Your instructions
Gather every line of the records below that contains the word "tree", and copy each one out.

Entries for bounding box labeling
======
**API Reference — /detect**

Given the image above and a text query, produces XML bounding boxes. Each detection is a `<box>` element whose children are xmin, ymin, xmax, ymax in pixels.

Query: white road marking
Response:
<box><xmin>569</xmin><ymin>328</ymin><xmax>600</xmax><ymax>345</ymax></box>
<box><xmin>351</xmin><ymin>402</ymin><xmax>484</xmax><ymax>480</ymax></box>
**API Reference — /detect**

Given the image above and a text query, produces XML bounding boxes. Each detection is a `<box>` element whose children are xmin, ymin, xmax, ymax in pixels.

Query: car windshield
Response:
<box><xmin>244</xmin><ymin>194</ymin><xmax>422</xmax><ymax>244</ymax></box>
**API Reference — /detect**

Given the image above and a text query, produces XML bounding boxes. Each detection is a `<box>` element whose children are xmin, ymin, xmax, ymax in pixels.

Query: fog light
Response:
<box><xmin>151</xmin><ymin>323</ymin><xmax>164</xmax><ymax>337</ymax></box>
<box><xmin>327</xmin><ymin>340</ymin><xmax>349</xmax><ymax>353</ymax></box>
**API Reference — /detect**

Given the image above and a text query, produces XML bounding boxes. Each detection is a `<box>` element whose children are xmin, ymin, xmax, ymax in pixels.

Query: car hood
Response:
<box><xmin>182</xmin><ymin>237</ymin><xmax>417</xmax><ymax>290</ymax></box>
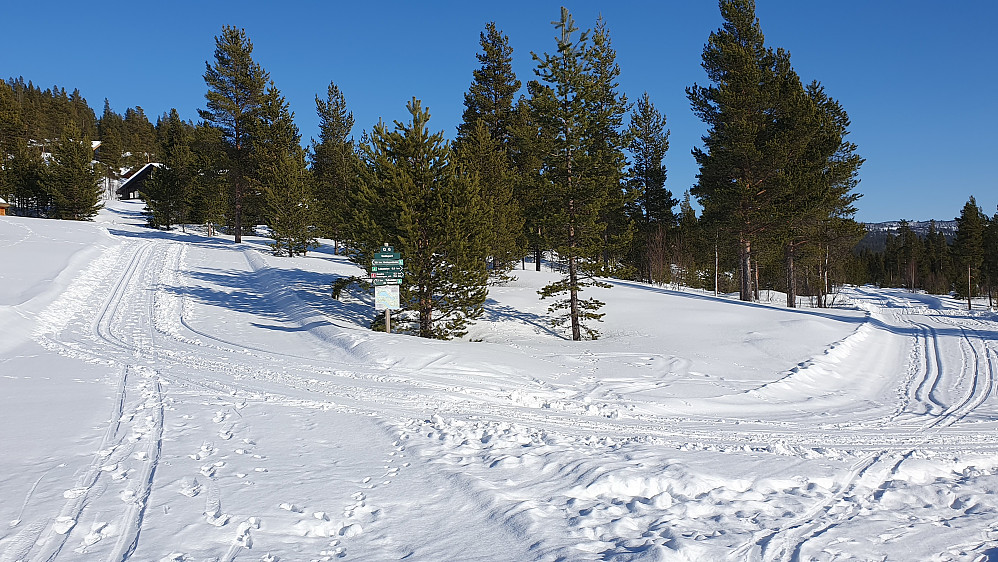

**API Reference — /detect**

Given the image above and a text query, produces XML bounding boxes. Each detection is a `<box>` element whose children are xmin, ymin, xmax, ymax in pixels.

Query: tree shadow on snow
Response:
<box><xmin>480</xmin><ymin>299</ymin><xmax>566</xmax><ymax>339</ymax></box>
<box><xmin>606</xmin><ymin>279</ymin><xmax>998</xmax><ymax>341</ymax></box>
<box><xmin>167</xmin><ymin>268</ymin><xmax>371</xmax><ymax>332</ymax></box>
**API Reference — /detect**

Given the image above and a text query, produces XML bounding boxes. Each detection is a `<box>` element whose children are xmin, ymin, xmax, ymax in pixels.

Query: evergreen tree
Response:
======
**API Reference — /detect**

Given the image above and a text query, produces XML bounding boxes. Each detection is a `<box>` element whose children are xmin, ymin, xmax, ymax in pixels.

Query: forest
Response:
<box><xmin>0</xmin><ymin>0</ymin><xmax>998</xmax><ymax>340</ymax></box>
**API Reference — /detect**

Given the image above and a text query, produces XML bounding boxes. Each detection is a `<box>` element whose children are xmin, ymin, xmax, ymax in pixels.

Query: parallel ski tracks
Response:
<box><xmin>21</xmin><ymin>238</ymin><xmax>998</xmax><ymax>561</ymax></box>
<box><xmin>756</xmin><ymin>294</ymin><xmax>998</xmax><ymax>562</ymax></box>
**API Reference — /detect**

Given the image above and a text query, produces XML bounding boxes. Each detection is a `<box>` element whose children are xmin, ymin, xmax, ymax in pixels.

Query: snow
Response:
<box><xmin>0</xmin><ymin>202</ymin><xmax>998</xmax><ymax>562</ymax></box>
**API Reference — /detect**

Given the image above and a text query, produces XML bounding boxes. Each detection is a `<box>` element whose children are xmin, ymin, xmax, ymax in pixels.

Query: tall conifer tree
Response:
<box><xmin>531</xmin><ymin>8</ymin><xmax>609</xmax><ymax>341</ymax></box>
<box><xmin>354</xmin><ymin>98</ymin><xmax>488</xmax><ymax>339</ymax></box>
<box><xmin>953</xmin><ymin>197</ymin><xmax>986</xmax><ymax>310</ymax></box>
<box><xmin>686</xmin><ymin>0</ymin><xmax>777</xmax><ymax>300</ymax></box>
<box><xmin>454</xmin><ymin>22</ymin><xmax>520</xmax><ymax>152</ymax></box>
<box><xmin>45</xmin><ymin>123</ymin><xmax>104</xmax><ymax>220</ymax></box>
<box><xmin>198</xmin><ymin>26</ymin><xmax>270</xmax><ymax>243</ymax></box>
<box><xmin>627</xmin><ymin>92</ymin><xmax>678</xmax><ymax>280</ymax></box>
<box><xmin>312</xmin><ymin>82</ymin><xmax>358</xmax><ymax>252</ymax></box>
======
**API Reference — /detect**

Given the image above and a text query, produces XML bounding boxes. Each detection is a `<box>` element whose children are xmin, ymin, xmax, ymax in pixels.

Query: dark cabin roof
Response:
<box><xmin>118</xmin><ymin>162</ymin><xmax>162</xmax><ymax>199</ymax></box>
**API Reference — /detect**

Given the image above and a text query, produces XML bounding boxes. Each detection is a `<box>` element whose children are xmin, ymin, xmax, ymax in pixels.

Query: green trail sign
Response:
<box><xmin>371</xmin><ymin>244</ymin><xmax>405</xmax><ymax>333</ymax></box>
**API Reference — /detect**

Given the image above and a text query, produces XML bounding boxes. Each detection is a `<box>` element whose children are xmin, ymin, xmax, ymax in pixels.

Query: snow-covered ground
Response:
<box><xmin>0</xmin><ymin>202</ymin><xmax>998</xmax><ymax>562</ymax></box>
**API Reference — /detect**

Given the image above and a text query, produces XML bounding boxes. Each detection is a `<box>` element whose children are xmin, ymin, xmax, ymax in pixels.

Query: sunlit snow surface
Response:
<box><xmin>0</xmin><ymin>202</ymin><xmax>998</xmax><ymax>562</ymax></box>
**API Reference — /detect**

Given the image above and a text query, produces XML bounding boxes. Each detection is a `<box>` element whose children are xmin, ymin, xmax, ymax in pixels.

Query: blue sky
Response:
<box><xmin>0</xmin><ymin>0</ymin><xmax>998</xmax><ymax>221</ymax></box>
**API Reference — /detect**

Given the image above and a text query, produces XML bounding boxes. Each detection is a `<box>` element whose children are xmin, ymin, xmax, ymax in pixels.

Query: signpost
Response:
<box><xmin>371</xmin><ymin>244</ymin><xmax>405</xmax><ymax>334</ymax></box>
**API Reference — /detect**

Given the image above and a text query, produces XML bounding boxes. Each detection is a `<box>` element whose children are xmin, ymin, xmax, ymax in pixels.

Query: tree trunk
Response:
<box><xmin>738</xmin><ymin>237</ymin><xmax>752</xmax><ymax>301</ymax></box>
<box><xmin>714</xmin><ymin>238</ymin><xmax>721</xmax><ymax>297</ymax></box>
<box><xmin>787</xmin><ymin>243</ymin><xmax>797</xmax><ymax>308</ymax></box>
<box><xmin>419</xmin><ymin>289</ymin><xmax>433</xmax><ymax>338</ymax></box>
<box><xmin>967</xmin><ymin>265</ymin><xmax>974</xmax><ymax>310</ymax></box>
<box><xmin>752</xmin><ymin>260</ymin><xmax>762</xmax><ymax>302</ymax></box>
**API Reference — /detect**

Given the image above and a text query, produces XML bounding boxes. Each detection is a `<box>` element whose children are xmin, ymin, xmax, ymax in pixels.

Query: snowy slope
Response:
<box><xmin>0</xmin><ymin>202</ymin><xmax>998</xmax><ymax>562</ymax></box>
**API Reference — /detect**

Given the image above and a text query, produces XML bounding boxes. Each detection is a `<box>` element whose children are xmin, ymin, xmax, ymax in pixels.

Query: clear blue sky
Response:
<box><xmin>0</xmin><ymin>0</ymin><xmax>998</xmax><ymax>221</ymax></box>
======
Correct answer
Query: tree shadow on snow
Query: evergreen tree
Query: tall conifer tree
Query: tree trunk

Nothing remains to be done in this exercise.